===== Data for analysis
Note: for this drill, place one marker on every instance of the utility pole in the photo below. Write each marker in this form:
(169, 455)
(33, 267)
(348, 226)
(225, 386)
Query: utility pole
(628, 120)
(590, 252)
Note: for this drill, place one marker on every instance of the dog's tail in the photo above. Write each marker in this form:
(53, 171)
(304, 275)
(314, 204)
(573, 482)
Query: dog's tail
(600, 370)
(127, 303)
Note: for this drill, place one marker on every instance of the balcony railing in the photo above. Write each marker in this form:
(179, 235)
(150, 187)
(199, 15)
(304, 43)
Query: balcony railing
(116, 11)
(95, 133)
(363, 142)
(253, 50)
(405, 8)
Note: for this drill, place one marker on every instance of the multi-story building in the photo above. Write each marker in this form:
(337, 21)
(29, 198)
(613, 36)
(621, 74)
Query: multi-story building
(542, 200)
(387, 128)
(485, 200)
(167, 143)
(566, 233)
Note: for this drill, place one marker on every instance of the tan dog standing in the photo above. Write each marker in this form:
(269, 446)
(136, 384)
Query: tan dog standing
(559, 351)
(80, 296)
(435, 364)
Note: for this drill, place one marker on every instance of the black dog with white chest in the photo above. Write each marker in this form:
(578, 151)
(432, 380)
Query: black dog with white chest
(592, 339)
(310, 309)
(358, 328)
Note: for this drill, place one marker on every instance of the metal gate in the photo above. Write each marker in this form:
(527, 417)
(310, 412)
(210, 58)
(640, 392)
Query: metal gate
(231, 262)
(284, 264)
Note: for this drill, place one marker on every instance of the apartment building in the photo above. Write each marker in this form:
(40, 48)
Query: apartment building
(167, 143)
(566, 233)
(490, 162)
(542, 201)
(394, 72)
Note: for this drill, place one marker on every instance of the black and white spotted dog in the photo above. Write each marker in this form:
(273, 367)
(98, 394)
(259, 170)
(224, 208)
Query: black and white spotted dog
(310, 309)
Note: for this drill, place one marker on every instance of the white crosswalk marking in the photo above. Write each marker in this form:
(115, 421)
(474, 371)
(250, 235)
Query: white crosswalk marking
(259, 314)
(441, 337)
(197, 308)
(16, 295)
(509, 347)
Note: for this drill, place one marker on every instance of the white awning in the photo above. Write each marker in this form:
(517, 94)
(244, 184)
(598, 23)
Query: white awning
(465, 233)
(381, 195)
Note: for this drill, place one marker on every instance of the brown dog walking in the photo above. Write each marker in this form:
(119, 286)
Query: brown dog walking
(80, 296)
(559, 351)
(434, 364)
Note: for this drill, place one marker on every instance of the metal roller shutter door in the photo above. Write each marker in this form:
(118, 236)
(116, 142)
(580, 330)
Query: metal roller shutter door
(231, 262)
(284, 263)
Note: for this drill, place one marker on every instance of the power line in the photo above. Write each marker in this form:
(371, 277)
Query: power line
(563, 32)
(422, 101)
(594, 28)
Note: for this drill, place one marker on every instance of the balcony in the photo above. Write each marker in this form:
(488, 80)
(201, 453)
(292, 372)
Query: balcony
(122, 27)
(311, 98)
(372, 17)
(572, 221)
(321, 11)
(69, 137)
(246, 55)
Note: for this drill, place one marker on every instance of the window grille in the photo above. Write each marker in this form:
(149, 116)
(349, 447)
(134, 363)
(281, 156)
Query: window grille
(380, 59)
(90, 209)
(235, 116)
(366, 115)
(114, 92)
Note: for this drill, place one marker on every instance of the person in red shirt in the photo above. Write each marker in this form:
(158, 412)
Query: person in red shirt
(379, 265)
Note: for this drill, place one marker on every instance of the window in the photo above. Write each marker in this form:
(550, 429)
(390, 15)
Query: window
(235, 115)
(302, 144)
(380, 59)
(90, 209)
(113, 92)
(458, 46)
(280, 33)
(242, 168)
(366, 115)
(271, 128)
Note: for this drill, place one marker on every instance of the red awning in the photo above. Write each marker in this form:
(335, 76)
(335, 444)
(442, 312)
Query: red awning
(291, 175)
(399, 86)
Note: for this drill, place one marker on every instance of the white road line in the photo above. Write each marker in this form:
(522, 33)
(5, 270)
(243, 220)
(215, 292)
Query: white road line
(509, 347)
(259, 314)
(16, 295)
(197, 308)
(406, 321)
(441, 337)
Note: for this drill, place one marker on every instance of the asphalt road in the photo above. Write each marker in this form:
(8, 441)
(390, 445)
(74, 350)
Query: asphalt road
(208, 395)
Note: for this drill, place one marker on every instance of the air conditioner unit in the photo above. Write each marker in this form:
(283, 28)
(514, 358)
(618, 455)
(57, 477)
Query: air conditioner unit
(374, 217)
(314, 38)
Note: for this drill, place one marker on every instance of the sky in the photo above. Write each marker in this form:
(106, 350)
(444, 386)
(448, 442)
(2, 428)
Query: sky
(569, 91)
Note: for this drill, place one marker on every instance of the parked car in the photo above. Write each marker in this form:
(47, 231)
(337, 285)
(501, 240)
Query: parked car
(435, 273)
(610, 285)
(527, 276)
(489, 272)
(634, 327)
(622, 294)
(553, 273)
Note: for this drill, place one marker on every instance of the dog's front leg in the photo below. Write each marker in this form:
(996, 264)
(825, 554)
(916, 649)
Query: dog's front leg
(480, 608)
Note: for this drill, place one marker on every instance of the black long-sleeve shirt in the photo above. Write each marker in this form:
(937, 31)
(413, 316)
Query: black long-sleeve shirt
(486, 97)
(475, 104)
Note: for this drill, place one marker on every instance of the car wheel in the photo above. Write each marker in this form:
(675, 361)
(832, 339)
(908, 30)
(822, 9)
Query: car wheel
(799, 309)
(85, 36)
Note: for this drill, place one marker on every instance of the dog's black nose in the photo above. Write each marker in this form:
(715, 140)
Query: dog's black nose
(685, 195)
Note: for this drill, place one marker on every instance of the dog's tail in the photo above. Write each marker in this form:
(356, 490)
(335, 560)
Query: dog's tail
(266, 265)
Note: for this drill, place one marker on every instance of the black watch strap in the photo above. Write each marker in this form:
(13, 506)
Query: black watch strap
==========
▶ Instructions to follow
Word for word, write out all of the entries again.

▶ Solved exercise
Note: for this drill, place one marker on every instance of the utility pole in the photo below. Write each marker in this form:
(169, 455)
(33, 267)
(348, 226)
(225, 386)
Query: utility pole
(628, 120)
(590, 252)
Note: for this drill, place one marker on every instance of the dog's tail in the photo above. Write each marker in this form:
(53, 171)
(304, 275)
(314, 204)
(573, 482)
Query: dog's tail
(600, 370)
(127, 303)
Note: for this drill, place one marker on every instance of the balcony railing in the photo above. Write each marker in this form:
(179, 235)
(150, 187)
(199, 15)
(304, 43)
Query: balcony railing
(116, 11)
(95, 133)
(363, 142)
(253, 50)
(405, 8)
Note: for this drill, place one marker on every instance of the multi-story building in the photo above. Write each marker in this form:
(337, 21)
(29, 198)
(613, 36)
(621, 74)
Query: multi-story building
(542, 200)
(387, 128)
(485, 200)
(167, 143)
(566, 233)
Note: for this drill, place one marker on every instance of the tan dog standing in the photo above. Write each marker in this form:
(269, 446)
(136, 384)
Query: tan dog standing
(559, 351)
(80, 296)
(435, 364)
Note: for this drill, place one marker on every instance of the black dog with white chest in the photo above. Write each marker in this form:
(578, 151)
(432, 380)
Query: black dog with white chest
(592, 339)
(310, 309)
(358, 328)
Note: for this drill, place one marker on every instance of the metal gate in the photo above. Write each marker in this form:
(527, 417)
(310, 412)
(210, 58)
(640, 392)
Query: metal gate
(231, 262)
(284, 264)
Note: for this drill, place one marker on every instance of the apartment building in the photo above. Write each marker in this form:
(40, 48)
Query: apartment building
(167, 143)
(566, 233)
(490, 162)
(542, 201)
(394, 72)
Note: for this drill, place one marker on every instance of the black and white spotted dog in the photo above. Write each marker in this form:
(273, 367)
(98, 394)
(259, 170)
(224, 208)
Query: black and white spotted dog
(310, 309)
Note: for this drill, place one marker on every instance of the white crosswalk marking in the photo above. Write each marker in this form:
(115, 421)
(474, 371)
(250, 235)
Query: white crosswalk marking
(259, 314)
(441, 337)
(197, 308)
(16, 295)
(509, 347)
Note: for this drill, place one marker on every instance of the white awning in the photo above. Write each marker in this form:
(517, 94)
(244, 184)
(598, 23)
Query: white awning
(465, 233)
(381, 195)
Note: for this drill, place one marker on every instance of the brown dog walking in the photo above. Write each marker in this form:
(119, 286)
Query: brown dog walking
(80, 296)
(559, 351)
(434, 364)
Note: for this drill, place one marker on every instance of the metal roller shutter door in the photo above. Write each marker in this form:
(118, 236)
(116, 142)
(580, 330)
Query: metal roller shutter door
(231, 262)
(284, 263)
Note: for this drill, place one marker on every instance of the power line in the photo above. Write each marker in this form:
(371, 277)
Query: power line
(563, 32)
(422, 101)
(594, 28)
Note: for this drill, place one marker on every instance of the balcony in the photo above. Write each marker in this form:
(488, 80)
(201, 453)
(292, 372)
Query: balcony
(122, 27)
(311, 98)
(372, 17)
(572, 221)
(321, 11)
(69, 137)
(246, 55)
Note: for this drill, place one marker on every instance of the window grille in the photo above. Write each marker in this form:
(149, 116)
(349, 447)
(134, 363)
(281, 156)
Query: window grille
(380, 59)
(90, 209)
(235, 116)
(366, 115)
(114, 92)
Note: for this drill, place one marker on every instance of the person in red shirt in the photo above. Write each marker in this form:
(158, 412)
Query: person in red shirt
(379, 265)
Note: for this drill, place one marker on every instance of the window in the photo above. Write each marker in this form:
(550, 429)
(390, 15)
Query: window
(235, 115)
(302, 144)
(380, 59)
(90, 209)
(113, 92)
(458, 46)
(280, 33)
(242, 168)
(366, 115)
(271, 128)
Note: for this drill, place one marker on every instance of the red awning in the photo above. Write each marker in this form:
(335, 76)
(335, 444)
(442, 312)
Query: red awning
(291, 175)
(399, 86)
Note: for this drill, place one marker on every instance of the white road line in the photo above. Write each marker in this form:
(522, 33)
(5, 270)
(243, 220)
(215, 292)
Query: white road line
(509, 347)
(259, 314)
(16, 295)
(197, 308)
(406, 321)
(441, 337)
Note: for this drill, place one marker on every instance of the asphalt road in the photo above. Write each marker in this form:
(8, 441)
(390, 445)
(74, 350)
Query: asphalt road
(208, 395)
Note: for this drill, place one marker on every instance of the air conditioner unit in the photo above. Write each marker in this form:
(283, 28)
(514, 358)
(618, 455)
(57, 477)
Query: air conditioner unit
(374, 217)
(314, 38)
Note: for this drill, place one marker on every instance of the sky in the photo above. Write each marker in this form:
(106, 350)
(444, 386)
(448, 442)
(2, 428)
Query: sky
(569, 91)
Note: for this drill, place one marker on every instance of the parked car in the photo above. Write each marker in this form:
(47, 231)
(337, 285)
(501, 240)
Query: parked car
(435, 273)
(610, 285)
(527, 276)
(489, 272)
(634, 327)
(622, 294)
(553, 273)
Note: for this drill, place one marker on every instance of the dog's front leg in the photo below. Write each marker in this form:
(996, 264)
(825, 554)
(916, 649)
Query: dog's front leg
(480, 608)
Note: for this drill, place one marker on every instance of the black long-sleeve shirt in the photo above. Write each marker in this form:
(937, 31)
(413, 316)
Query: black long-sleeve shirt
(486, 97)
(475, 104)
Note: for this drill, place one marker on every instance of the car wheel in the photo above. Write each marker in this form:
(675, 361)
(832, 339)
(908, 30)
(822, 9)
Query: car wheel
(799, 309)
(85, 36)
Note: for this drill, place one marker on every instance of the dog's black nose in the photo above. Write each marker in this form:
(715, 140)
Query: dog's black nose
(685, 195)
Note: for this drill, place one marker on every instance of the dog's tail in the photo above. Write each marker in this form:
(356, 490)
(335, 560)
Query: dog's tail
(266, 265)
Note: for this drill, place one marker on every instance of the black watch strap in the photo above. Write each marker in this form:
(13, 506)
Query: black watch strap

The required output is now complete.